===== EXERCISE DATA =====

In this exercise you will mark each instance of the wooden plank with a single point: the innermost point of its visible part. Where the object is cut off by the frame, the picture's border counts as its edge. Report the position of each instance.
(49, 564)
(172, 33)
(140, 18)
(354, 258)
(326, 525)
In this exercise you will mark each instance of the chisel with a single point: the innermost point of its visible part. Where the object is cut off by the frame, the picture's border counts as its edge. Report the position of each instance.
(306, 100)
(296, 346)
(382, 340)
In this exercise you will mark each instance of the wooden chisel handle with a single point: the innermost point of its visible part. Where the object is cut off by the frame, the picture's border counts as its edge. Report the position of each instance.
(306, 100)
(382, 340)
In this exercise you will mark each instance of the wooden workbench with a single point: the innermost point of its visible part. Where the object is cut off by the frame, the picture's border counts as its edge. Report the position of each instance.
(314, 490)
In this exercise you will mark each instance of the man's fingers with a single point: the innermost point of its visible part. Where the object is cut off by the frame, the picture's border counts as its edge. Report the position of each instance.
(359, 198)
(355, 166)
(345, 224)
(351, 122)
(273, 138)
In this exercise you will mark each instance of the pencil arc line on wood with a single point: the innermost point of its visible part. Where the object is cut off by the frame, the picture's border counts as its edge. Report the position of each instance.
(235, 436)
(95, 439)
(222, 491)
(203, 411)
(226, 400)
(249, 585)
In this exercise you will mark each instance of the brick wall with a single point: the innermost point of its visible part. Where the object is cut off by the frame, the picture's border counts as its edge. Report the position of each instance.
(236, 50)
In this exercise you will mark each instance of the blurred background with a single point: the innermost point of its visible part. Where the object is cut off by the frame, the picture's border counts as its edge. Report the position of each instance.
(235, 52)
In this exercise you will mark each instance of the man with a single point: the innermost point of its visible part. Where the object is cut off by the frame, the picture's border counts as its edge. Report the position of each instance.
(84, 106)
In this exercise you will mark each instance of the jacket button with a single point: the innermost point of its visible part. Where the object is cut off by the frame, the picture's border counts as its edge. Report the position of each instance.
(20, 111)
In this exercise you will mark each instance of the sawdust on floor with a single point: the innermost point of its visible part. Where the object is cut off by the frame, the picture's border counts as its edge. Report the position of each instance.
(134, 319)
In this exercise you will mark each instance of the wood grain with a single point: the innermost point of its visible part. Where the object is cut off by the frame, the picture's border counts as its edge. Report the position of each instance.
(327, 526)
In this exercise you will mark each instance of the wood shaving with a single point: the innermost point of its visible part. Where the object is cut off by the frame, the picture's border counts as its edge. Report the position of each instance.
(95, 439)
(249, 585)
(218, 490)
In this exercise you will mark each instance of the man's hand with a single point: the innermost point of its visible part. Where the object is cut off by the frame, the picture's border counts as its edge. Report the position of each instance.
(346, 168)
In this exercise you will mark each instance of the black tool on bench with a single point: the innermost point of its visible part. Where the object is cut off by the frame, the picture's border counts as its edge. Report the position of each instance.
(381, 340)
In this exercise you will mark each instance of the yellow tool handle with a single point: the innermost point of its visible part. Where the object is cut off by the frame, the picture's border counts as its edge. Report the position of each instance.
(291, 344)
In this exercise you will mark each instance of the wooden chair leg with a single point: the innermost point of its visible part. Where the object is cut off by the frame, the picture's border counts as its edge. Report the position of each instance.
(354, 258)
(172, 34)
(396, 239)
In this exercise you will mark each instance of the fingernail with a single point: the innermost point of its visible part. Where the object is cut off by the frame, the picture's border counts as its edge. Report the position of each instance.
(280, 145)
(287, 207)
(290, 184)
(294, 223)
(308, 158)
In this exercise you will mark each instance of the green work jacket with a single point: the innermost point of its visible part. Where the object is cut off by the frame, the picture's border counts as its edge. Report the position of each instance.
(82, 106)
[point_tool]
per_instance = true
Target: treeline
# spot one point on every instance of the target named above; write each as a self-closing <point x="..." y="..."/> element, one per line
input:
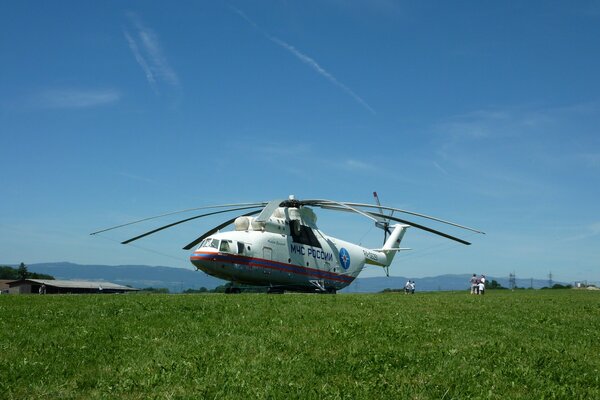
<point x="7" y="272"/>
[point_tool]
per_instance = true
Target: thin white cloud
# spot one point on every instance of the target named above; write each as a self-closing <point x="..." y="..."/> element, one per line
<point x="355" y="165"/>
<point x="589" y="231"/>
<point x="146" y="49"/>
<point x="136" y="178"/>
<point x="75" y="98"/>
<point x="140" y="59"/>
<point x="307" y="60"/>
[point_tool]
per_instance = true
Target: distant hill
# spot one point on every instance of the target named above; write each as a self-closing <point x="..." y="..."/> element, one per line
<point x="138" y="276"/>
<point x="180" y="279"/>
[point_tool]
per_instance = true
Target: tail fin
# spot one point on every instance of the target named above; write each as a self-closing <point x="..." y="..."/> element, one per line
<point x="392" y="245"/>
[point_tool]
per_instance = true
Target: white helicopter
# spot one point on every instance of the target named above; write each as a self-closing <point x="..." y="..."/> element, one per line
<point x="283" y="249"/>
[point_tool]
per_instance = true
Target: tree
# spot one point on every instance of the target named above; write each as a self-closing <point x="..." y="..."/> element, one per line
<point x="22" y="271"/>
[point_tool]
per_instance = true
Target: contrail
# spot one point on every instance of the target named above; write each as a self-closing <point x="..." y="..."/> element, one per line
<point x="305" y="59"/>
<point x="148" y="54"/>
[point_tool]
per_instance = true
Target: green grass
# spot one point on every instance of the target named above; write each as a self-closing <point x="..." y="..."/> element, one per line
<point x="523" y="344"/>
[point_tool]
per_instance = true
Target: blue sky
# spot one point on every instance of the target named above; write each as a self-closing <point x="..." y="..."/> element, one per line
<point x="482" y="113"/>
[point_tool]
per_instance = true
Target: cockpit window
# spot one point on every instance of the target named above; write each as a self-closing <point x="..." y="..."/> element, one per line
<point x="225" y="246"/>
<point x="303" y="234"/>
<point x="212" y="243"/>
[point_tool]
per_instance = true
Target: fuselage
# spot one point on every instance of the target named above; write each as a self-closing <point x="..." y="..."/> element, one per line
<point x="281" y="254"/>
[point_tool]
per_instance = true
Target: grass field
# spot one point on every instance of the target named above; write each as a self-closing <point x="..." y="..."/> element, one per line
<point x="444" y="345"/>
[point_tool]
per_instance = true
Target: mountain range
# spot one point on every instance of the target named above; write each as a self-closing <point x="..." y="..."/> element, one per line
<point x="180" y="279"/>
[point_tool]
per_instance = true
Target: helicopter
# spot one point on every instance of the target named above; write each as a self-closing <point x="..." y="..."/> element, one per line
<point x="282" y="248"/>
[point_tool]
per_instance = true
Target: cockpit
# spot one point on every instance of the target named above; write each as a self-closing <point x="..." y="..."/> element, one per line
<point x="223" y="246"/>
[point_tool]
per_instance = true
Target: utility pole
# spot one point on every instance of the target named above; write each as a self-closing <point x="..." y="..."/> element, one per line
<point x="512" y="281"/>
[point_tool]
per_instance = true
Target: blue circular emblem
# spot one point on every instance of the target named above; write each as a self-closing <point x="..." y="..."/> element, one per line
<point x="344" y="258"/>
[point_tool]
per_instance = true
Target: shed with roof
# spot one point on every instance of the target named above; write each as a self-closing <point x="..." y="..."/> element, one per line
<point x="55" y="286"/>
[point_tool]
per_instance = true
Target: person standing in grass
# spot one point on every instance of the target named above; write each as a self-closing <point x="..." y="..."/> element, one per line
<point x="481" y="284"/>
<point x="473" y="281"/>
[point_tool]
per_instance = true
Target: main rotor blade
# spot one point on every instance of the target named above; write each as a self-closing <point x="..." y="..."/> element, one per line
<point x="258" y="204"/>
<point x="268" y="210"/>
<point x="215" y="229"/>
<point x="332" y="205"/>
<point x="422" y="227"/>
<point x="337" y="205"/>
<point x="181" y="222"/>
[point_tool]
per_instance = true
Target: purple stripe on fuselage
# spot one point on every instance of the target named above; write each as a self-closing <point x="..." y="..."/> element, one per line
<point x="260" y="262"/>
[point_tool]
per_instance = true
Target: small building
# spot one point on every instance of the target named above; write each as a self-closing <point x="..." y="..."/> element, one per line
<point x="55" y="286"/>
<point x="4" y="285"/>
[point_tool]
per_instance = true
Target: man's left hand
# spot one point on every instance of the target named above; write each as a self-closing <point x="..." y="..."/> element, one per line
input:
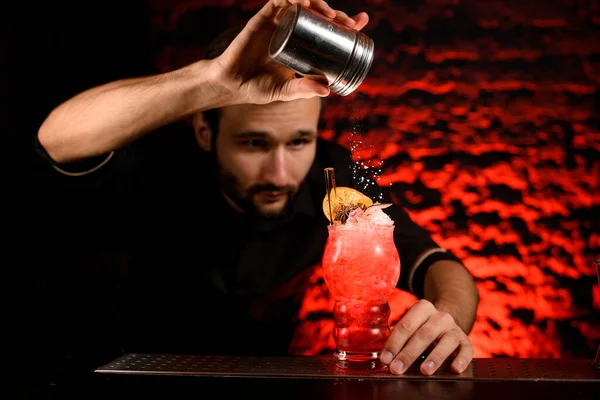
<point x="425" y="327"/>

=====

- [TASK TO CARRY OUT]: Please state how many lines of the records hold the word "blue", and write nothing but that number.

- [TASK RESPONSE]: 2